_Work to do_
Please explain, in one to three sentences, why some of the gods and goddesses were named after Council members, according to the excerpt on how the Eight Divines were named.
┌─ Excerpt
How the Eight Divines were named (09/01/19)

In 1994, while we were beta testing the Elder Scrolls, Chapter 1: Arena, we formed the first Council of Wisdom. They were fans of the game set up on a private BBS, and we would send them copies of the latest build for them to test and give us feedback. While they were doing that, I was working on the design for Arena’s sequel, called Daggerfall. They were naturally curious about our planned changes, and we began discussing everything from the new skills-based character generation and advancement system to the new lore of the world which players would be able to read in virtual in-game books, something we didn’t have in Arena.

The Council contributed ideas and gave feedback. The writers among them began creating what began as fan fiction, but with some editing, appeared in the game and its sequels. These include multi-volume series like “The Real Barenziah,” “King Edward,” “Fool’s Ebony,” and perhaps a dozen others.

We honored the Council by immortalizing them as gods and goddesses. Mara, Dibella, Arkay, Akatosh, and Stendarr among those named after Council members.

D&D campaigns that informed the creation of the Elder Scrolls (09/02/19)

Well, Julian ran one which turned into the story of the Camoran Usurper. I mostly ran Vampire the Masquerade campaigns

The Direnni family were from Julian’s campaigns also

What was the plot of TES3:Tribunal going to be when the game was planned to take place in Summerset? (09/04/19)
└─
┌─ Extracted entries
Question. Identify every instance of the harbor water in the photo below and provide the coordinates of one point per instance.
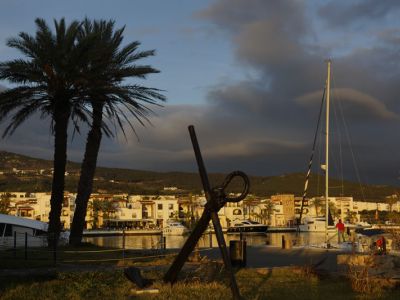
(209, 240)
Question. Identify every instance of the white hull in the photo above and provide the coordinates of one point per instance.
(35, 231)
(315, 225)
(175, 228)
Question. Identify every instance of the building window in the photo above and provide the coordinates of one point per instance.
(237, 212)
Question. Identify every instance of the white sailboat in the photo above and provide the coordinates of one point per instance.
(315, 223)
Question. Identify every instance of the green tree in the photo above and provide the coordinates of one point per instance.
(47, 81)
(111, 99)
(5, 203)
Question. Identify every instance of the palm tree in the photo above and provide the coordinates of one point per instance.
(112, 98)
(48, 82)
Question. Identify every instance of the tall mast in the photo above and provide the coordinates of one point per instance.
(328, 86)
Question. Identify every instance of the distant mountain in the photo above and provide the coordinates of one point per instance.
(147, 182)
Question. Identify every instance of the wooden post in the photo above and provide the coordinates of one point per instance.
(123, 247)
(15, 244)
(55, 252)
(26, 245)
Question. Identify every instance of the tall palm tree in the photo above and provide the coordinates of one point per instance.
(111, 98)
(47, 81)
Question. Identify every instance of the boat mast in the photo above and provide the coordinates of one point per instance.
(328, 85)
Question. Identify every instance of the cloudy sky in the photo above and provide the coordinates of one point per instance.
(249, 75)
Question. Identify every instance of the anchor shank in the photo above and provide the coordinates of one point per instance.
(188, 247)
(224, 253)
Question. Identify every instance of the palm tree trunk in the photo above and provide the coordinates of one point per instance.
(61, 118)
(88, 169)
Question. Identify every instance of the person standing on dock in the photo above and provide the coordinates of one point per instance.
(340, 228)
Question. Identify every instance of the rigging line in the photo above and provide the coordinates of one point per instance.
(338, 165)
(311, 156)
(347, 134)
(319, 163)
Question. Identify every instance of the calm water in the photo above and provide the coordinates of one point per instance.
(172, 242)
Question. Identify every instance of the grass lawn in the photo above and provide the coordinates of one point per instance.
(207, 281)
(199, 281)
(85, 254)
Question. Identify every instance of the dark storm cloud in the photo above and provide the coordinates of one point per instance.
(344, 13)
(277, 39)
(265, 126)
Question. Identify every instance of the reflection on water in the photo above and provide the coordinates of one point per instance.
(207, 240)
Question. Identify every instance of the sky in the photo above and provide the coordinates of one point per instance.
(249, 75)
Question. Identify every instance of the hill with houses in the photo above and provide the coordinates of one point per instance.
(23, 173)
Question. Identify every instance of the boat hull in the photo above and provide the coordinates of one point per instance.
(248, 229)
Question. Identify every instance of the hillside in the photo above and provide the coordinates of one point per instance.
(147, 182)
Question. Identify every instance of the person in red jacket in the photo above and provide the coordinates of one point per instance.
(340, 228)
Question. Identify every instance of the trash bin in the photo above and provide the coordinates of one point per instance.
(237, 250)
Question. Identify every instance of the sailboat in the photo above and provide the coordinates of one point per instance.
(325, 223)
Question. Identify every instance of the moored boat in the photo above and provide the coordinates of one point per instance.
(247, 226)
(175, 228)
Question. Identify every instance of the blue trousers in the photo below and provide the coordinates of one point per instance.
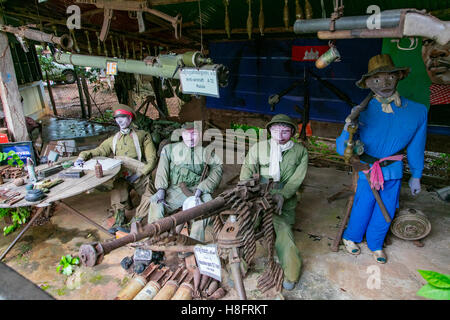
(366, 217)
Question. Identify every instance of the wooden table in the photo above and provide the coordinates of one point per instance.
(68, 188)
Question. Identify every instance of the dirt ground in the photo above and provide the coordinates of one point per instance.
(325, 274)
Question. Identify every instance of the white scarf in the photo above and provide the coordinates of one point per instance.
(276, 156)
(386, 102)
(125, 131)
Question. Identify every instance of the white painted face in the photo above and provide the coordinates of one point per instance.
(281, 133)
(191, 137)
(123, 121)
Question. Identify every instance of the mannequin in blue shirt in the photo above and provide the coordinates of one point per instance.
(388, 125)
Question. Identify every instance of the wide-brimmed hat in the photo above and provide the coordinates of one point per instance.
(282, 118)
(123, 109)
(381, 63)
└─
_Task answer_
They were named that way to honor the Council of Wisdom, a group of fans who beta tested Arena and contributed ideas and feedback. Mara, Dibella, Arkay, Akatosh, and Stendarr are among the deities named after Council members.